What you should do >>
Copy out every line of the material below word for word, without changing anything.
[begin Supplied material]
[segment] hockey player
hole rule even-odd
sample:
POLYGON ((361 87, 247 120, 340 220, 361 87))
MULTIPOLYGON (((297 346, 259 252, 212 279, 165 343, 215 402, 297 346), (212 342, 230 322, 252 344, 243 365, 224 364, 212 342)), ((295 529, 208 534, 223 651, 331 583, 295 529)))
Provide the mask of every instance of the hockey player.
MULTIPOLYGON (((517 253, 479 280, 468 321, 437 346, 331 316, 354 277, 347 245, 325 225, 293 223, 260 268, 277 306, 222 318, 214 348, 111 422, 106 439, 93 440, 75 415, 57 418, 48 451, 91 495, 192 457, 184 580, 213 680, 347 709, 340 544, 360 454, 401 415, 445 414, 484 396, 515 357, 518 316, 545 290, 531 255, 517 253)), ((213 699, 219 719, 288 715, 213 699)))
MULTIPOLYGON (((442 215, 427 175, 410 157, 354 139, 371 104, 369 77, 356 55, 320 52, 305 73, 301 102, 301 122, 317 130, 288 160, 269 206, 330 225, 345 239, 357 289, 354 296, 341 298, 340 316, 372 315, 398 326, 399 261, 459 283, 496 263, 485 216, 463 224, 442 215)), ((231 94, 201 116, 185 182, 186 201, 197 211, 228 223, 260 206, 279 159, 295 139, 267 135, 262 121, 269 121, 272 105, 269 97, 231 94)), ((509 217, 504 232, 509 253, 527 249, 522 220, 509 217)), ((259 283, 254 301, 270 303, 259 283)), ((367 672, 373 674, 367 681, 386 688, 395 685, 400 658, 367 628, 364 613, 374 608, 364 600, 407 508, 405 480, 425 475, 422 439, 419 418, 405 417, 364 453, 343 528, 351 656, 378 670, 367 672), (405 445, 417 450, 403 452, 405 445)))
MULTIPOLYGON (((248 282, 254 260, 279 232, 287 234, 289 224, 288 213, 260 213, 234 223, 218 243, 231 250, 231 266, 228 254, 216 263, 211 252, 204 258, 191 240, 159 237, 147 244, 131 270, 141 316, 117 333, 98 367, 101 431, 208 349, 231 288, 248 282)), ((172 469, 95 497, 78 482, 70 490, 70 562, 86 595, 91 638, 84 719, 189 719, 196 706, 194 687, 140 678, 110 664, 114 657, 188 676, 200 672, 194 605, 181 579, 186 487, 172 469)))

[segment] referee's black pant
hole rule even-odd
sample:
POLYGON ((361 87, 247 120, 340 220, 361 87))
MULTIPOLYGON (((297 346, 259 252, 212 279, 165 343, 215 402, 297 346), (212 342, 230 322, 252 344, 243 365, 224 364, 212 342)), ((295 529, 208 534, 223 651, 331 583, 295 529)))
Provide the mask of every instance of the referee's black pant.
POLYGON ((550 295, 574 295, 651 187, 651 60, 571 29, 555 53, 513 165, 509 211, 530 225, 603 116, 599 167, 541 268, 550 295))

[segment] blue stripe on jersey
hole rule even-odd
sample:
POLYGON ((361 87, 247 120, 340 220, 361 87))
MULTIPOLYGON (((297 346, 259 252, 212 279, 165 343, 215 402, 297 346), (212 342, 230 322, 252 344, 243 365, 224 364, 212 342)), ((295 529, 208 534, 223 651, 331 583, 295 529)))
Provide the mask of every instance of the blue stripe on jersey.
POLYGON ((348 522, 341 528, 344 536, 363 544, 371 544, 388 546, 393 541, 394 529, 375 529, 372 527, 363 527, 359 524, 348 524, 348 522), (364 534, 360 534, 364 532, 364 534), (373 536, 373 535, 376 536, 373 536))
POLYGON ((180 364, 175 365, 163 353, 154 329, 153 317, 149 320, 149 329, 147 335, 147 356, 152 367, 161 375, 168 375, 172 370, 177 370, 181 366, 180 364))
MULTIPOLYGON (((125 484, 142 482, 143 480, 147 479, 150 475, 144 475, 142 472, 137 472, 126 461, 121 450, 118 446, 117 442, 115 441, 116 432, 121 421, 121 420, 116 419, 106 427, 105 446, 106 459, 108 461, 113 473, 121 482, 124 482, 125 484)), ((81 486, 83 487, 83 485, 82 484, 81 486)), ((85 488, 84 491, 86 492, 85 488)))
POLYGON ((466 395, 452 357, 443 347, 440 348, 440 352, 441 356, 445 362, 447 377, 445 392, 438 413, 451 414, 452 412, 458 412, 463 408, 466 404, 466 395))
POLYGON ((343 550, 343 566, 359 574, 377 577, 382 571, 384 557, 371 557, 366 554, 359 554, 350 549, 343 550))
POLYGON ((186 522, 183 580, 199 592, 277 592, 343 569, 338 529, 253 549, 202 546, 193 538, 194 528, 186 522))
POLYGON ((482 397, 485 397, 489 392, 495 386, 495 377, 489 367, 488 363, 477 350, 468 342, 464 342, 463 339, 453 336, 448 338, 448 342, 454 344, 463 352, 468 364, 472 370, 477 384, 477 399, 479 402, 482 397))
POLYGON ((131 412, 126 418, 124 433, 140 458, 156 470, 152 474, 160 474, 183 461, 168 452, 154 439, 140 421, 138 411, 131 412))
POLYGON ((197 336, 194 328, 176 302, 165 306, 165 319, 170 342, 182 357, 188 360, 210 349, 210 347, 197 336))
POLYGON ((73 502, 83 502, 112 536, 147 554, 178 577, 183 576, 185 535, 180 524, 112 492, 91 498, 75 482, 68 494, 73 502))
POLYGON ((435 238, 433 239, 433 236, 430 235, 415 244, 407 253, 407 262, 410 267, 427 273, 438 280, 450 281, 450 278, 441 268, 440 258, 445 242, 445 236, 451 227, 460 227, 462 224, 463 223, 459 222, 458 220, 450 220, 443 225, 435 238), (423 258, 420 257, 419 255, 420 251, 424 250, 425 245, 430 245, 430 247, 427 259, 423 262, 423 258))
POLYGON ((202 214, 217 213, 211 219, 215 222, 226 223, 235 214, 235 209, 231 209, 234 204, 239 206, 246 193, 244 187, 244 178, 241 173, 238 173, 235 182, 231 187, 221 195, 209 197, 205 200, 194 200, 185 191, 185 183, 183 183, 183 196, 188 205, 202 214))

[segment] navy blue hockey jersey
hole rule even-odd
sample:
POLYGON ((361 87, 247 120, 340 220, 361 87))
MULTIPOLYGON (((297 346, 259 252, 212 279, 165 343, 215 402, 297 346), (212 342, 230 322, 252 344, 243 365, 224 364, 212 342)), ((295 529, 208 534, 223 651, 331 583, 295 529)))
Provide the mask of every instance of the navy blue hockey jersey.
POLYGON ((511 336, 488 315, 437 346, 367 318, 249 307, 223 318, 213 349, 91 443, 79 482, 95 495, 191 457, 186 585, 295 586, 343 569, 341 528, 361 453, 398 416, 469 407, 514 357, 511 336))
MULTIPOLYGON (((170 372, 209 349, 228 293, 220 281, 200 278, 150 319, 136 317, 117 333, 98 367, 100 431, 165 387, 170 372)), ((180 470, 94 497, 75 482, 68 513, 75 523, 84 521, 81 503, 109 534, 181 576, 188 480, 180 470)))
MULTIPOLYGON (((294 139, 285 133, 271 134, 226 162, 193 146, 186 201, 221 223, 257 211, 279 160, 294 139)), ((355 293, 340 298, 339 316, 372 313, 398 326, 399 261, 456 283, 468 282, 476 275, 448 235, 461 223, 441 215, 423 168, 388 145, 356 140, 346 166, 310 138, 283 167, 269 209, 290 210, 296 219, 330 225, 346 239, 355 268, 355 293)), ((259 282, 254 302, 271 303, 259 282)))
[end Supplied material]
Exercise output >>
[segment] hockey player
hole rule even-odd
sample:
POLYGON ((361 87, 247 120, 340 220, 361 87))
MULTIPOLYGON (((297 346, 259 252, 212 279, 165 343, 215 402, 297 346), (212 342, 230 322, 252 344, 243 365, 224 364, 212 342)), ((295 529, 208 534, 223 651, 331 583, 295 529)))
Provide the mask of every instance of the hockey player.
MULTIPOLYGON (((517 253, 479 280, 468 321, 437 346, 331 316, 354 277, 347 245, 325 225, 293 223, 260 268, 277 306, 222 318, 214 348, 111 422, 106 439, 93 440, 75 415, 57 418, 48 451, 91 495, 192 457, 184 580, 213 680, 347 709, 340 544, 360 454, 401 415, 445 414, 484 396, 515 357, 518 316, 545 290, 531 255, 517 253)), ((213 699, 219 719, 288 715, 213 699)))
MULTIPOLYGON (((442 215, 427 175, 410 157, 354 139, 371 104, 369 77, 356 55, 320 52, 305 73, 301 102, 301 122, 317 130, 288 160, 269 206, 330 225, 345 239, 357 289, 354 296, 341 298, 340 316, 372 315, 398 326, 399 261, 459 283, 496 263, 485 216, 463 224, 442 215)), ((231 94, 201 116, 185 182, 186 201, 197 211, 228 223, 260 206, 279 159, 295 139, 267 135, 262 121, 269 121, 272 105, 269 97, 231 94)), ((509 217, 504 232, 509 253, 527 249, 522 220, 509 217)), ((259 283, 254 301, 270 303, 259 283)), ((367 672, 373 674, 367 681, 386 688, 395 685, 400 658, 367 628, 364 613, 374 608, 364 600, 407 508, 405 480, 425 475, 422 439, 419 418, 405 417, 364 453, 343 528, 351 656, 378 670, 367 672), (405 445, 417 450, 403 452, 405 445)))
MULTIPOLYGON (((248 282, 254 260, 279 232, 287 234, 289 224, 288 213, 260 213, 234 223, 218 243, 231 250, 231 266, 228 254, 216 263, 211 252, 204 258, 191 240, 159 237, 147 244, 131 270, 141 316, 117 333, 98 367, 101 431, 208 349, 231 288, 248 282)), ((172 469, 95 497, 78 482, 70 490, 70 562, 86 595, 91 638, 84 719, 189 719, 196 706, 194 687, 140 678, 110 664, 114 657, 188 676, 200 672, 194 605, 181 579, 186 487, 172 469)))

[segment] referee's black pant
hole rule even-odd
sample:
POLYGON ((361 87, 247 120, 340 220, 361 87))
MULTIPOLYGON (((297 346, 259 252, 212 279, 165 343, 215 402, 297 346), (212 342, 230 322, 252 344, 243 365, 224 364, 212 342)), ((295 529, 208 534, 223 651, 331 583, 295 529)))
Provide the mask of every instance of the referee's black pant.
POLYGON ((550 295, 574 295, 651 187, 651 60, 571 29, 555 53, 513 165, 509 211, 530 225, 603 116, 599 167, 541 268, 550 295))

[segment] blue stripe on jersey
hole rule even-odd
sample:
POLYGON ((361 87, 247 120, 340 220, 361 87))
MULTIPOLYGON (((297 346, 259 252, 212 279, 165 343, 215 402, 297 346), (212 342, 230 322, 252 344, 243 365, 224 364, 212 342)), ((295 529, 208 534, 223 651, 331 583, 295 529)))
Provide the mask of every instance of the blue stripe on jersey.
POLYGON ((348 522, 341 528, 344 536, 363 544, 371 544, 388 546, 393 541, 394 529, 375 529, 372 527, 363 527, 359 524, 348 524, 348 522), (364 534, 360 534, 364 532, 364 534), (373 536, 373 535, 376 536, 373 536))
POLYGON ((180 364, 175 365, 163 353, 154 329, 153 317, 149 320, 149 329, 147 335, 147 356, 152 367, 161 375, 168 375, 172 370, 177 370, 181 366, 180 364))
MULTIPOLYGON (((125 484, 142 482, 143 480, 147 479, 150 475, 144 475, 142 472, 137 472, 126 461, 121 450, 118 446, 117 442, 115 441, 116 432, 121 421, 121 420, 116 419, 106 427, 105 446, 106 459, 108 461, 113 473, 121 482, 124 482, 125 484)), ((81 486, 83 487, 83 485, 82 484, 81 486)), ((85 488, 84 491, 86 492, 85 488)))
POLYGON ((466 395, 452 357, 443 347, 440 348, 440 352, 441 356, 445 362, 447 377, 445 392, 438 413, 451 414, 452 412, 458 412, 463 408, 466 404, 466 395))
POLYGON ((343 550, 343 566, 359 574, 377 577, 382 571, 384 557, 371 557, 366 554, 359 554, 350 549, 343 550))
POLYGON ((186 522, 183 580, 199 592, 277 592, 343 569, 338 529, 253 549, 202 546, 193 538, 194 528, 186 522))
POLYGON ((482 397, 485 397, 489 392, 495 386, 495 377, 489 367, 488 363, 477 350, 468 342, 464 342, 463 339, 453 336, 448 338, 448 342, 454 344, 463 352, 468 364, 472 370, 477 384, 477 399, 479 402, 482 397))
POLYGON ((131 412, 126 418, 124 433, 140 458, 156 470, 152 474, 160 474, 183 461, 168 452, 154 439, 140 421, 138 411, 131 412))
POLYGON ((197 336, 194 328, 176 302, 165 306, 165 319, 170 342, 182 357, 188 360, 210 349, 210 347, 197 336))
POLYGON ((73 502, 83 502, 112 536, 147 554, 178 577, 183 576, 185 535, 180 524, 112 492, 91 498, 75 482, 68 494, 73 502))
POLYGON ((435 238, 433 239, 433 236, 430 235, 415 244, 407 253, 407 262, 410 267, 427 273, 438 280, 450 281, 450 278, 441 268, 440 258, 445 242, 445 236, 451 227, 460 227, 462 224, 463 223, 459 222, 458 220, 450 220, 443 225, 435 238), (423 258, 420 257, 419 255, 420 251, 424 250, 425 245, 430 245, 430 247, 427 259, 423 262, 423 258))
POLYGON ((202 214, 217 213, 211 219, 215 222, 226 223, 235 214, 235 209, 231 209, 234 204, 239 206, 246 193, 244 187, 244 178, 241 173, 238 173, 235 182, 231 187, 221 195, 209 197, 205 200, 194 200, 185 191, 185 183, 183 183, 183 196, 188 205, 202 214))

[segment] navy blue hockey jersey
hole rule even-odd
sample:
POLYGON ((361 87, 247 120, 340 220, 361 87))
MULTIPOLYGON (((297 346, 259 252, 212 279, 165 343, 215 402, 297 346), (212 342, 230 322, 252 344, 243 365, 224 364, 212 342)), ((295 529, 208 534, 223 651, 331 583, 295 529)))
Provide the mask of every instance of the navy blue hockey jersey.
POLYGON ((511 336, 488 315, 437 346, 367 318, 249 307, 223 318, 213 349, 91 443, 79 482, 95 495, 191 457, 186 585, 295 586, 343 569, 341 528, 361 453, 398 416, 469 407, 514 357, 511 336))
MULTIPOLYGON (((170 372, 209 349, 228 293, 220 281, 200 278, 150 319, 136 317, 117 333, 98 367, 100 431, 165 387, 170 372)), ((180 470, 94 497, 75 482, 68 513, 75 523, 84 521, 81 503, 109 534, 181 576, 188 480, 180 470)))
MULTIPOLYGON (((294 139, 285 133, 271 134, 226 162, 193 146, 186 201, 221 223, 257 211, 279 160, 294 139)), ((355 293, 340 298, 339 316, 372 313, 398 326, 399 261, 456 283, 468 282, 476 275, 448 235, 461 223, 441 215, 423 168, 388 145, 356 140, 346 166, 310 138, 283 167, 269 209, 290 210, 296 219, 330 225, 346 239, 355 268, 355 293)), ((259 282, 254 302, 271 303, 259 282)))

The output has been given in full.